Task to carry out: Write out every entry once more, character for character.
--*--
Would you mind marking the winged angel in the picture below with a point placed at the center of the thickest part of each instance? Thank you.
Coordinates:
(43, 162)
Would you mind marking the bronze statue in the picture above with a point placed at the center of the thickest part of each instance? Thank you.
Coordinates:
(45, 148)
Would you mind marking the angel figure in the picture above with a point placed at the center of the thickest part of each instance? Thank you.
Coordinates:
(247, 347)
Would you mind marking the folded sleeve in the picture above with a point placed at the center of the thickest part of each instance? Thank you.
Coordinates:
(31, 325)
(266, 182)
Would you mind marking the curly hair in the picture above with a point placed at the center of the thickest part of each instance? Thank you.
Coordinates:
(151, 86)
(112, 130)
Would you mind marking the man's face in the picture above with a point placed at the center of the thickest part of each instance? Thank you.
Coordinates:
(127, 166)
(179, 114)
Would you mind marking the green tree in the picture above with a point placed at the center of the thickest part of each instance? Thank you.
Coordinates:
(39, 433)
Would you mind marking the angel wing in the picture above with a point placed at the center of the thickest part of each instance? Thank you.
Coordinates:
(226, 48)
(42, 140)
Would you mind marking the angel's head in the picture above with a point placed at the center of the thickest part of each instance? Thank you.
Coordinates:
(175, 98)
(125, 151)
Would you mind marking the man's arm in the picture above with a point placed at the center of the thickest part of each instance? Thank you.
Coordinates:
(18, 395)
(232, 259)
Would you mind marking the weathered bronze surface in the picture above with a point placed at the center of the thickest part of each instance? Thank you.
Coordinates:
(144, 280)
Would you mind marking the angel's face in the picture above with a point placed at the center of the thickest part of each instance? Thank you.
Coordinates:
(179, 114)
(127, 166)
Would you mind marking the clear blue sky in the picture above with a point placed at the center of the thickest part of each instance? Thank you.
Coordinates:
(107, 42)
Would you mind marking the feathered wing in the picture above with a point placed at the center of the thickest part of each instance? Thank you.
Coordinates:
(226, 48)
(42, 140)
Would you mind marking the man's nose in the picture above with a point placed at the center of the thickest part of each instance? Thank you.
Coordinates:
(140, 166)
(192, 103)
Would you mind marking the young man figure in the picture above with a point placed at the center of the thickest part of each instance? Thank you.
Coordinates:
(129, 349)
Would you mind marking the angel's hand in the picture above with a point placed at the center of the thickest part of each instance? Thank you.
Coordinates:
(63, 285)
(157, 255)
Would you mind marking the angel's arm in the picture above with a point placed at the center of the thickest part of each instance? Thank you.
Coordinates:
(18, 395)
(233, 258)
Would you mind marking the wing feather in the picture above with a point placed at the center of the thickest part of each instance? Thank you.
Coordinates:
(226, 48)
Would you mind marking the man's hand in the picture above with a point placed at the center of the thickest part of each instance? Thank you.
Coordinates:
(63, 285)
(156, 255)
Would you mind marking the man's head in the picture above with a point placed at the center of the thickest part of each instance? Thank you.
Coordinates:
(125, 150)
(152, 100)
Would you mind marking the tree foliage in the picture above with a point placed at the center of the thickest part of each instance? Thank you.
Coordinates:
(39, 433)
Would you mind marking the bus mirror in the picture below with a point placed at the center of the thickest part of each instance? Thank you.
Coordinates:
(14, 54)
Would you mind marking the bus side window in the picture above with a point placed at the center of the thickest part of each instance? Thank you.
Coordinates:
--*--
Response below:
Would you mind marking the winged angel in the picture below with a point placed at the center of the thickest part of each instance? Thank you.
Coordinates:
(43, 162)
Would you mind marking the bronze statue in the picture above with a point placed at the center of the thickest part of each instance? Thank you.
Coordinates:
(45, 148)
Would you mind marking the angel figure in the picture above with a point placed at the center of the thickest part of each instance? Thank you.
Coordinates:
(247, 347)
Would you mind marking the folded sleeve in the picture above with a point placed at the center of the thickest part of each instance? Thank you.
Coordinates:
(31, 325)
(266, 182)
Would you mind marking the curly hair in the picture above with a point placed at the center of the thickest part of each instance? Thank you.
Coordinates:
(151, 86)
(112, 130)
Would you mind marking the man's face in the picture above with a point placed at the center of the thickest part of each instance? Thank you.
Coordinates:
(127, 166)
(179, 114)
Would you mind marking the green tree in the picture above with a point placed at the center of the thickest part of each instance? Thank you.
Coordinates:
(39, 433)
Would you mind marking the angel wing in the picture above with a point placed at the center of the thickest part of each instance? Thank you.
Coordinates:
(226, 48)
(42, 140)
Would you mind marking the angel's head in the picture above with a point placed at the center of the thickest part of each instance? Thank you.
Coordinates:
(175, 98)
(125, 151)
Would you mind marking the man's arm in the picture above with a point placed at the center of the thickest part of each instance? Thank you.
Coordinates:
(18, 395)
(232, 259)
Would you mind marking the weathered bronze surface in the picture above with a point placed at the center of the thickest part of each instance? Thank you.
Coordinates:
(144, 280)
Would you mind marking the angel's face in the picture above with a point placed at the center of the thickest part of each instance? Thank you.
Coordinates:
(179, 114)
(127, 166)
Would you mind marking the clear blue sky in the picture above with a point placed at the center of the thickest part of each instance? Thank you.
Coordinates:
(107, 42)
Would you mind marking the feathered wing in the picture above with a point placed at the center of the thickest part of each instance? Thank you.
Coordinates:
(226, 48)
(42, 140)
Would you mind marking the man's nose in the picture above with a point placed at the center of the thickest part of each instance? Thank you.
Coordinates:
(140, 166)
(192, 103)
Would you mind marking the young man figure in the picture above with a point placed at the center of the thickest part of each instance? Thank you.
Coordinates:
(129, 349)
Would you mind marking the angel's hand in the picture above with a point placed at the center of the thickest part of each instance? Thank you.
Coordinates:
(63, 285)
(157, 255)
Would you mind marking the angel's arm in the picture above with a point placed at the center of the thickest part of each instance? Thank you.
Coordinates:
(18, 395)
(233, 258)
Would you mind marking the wing feather in the picture above with a point placed at the center of the thickest part of each instance? Thank you.
Coordinates:
(226, 48)
Would you mind marking the man's hand in the picture above with a point placed at the center of the thickest part of each instance? Thank you.
Coordinates:
(63, 285)
(156, 255)
Would you mind marking the man's head in the picture above with a point placed at the center of the thickest part of each instance? Thank you.
Coordinates:
(125, 150)
(152, 100)
Would you mind marking the tree foliage in the picture above with a point placed at the center of the thickest part of each instance? Thank you.
Coordinates:
(39, 433)
Would you mind marking the bus mirror in the picture below with a point placed at the center of the thickest part of each instance? Thank you.
Coordinates:
(14, 54)
Would you mind marking the bus side window in the picture above with a point placed at the center of the thickest part of each instance? Thank you.
Coordinates:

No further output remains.